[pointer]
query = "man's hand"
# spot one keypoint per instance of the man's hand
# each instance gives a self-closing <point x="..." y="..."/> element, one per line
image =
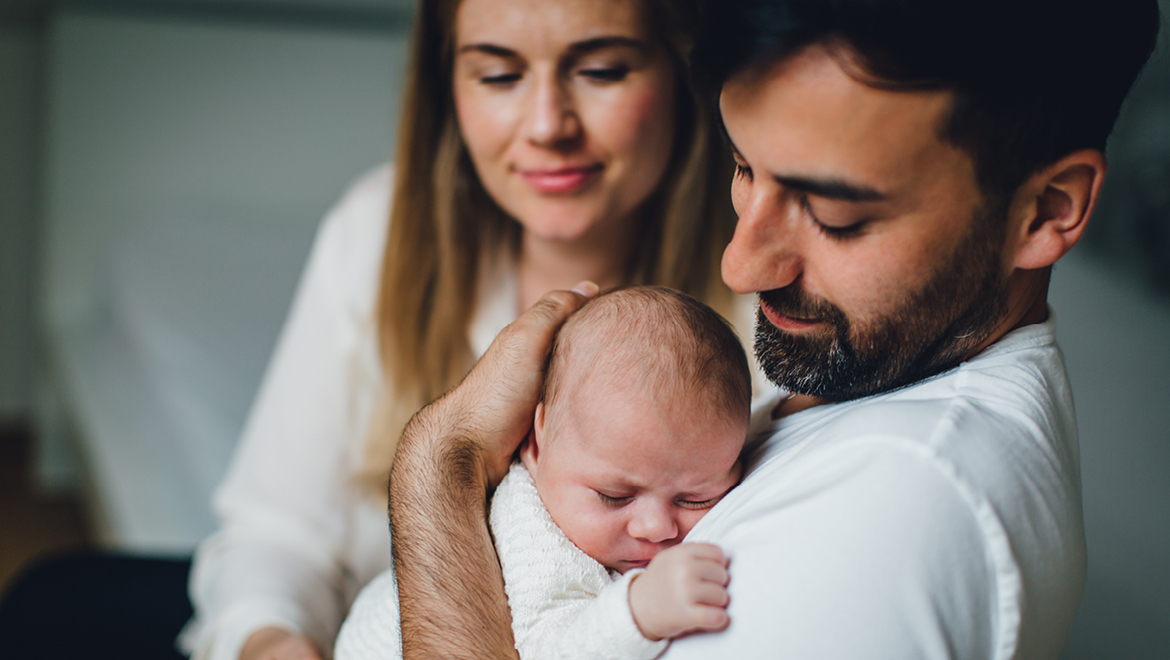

────

*INSTRUCTIONS TO FOLLOW*:
Reproduce every line of the records above without any change, and leave out the pictures.

*REPLY TO THE TASK*:
[pointer]
query = "man's hand"
# spot one keypoint per instance of the man's hand
# each instance gives a self-closing <point x="..." y="..."/> element, one per line
image =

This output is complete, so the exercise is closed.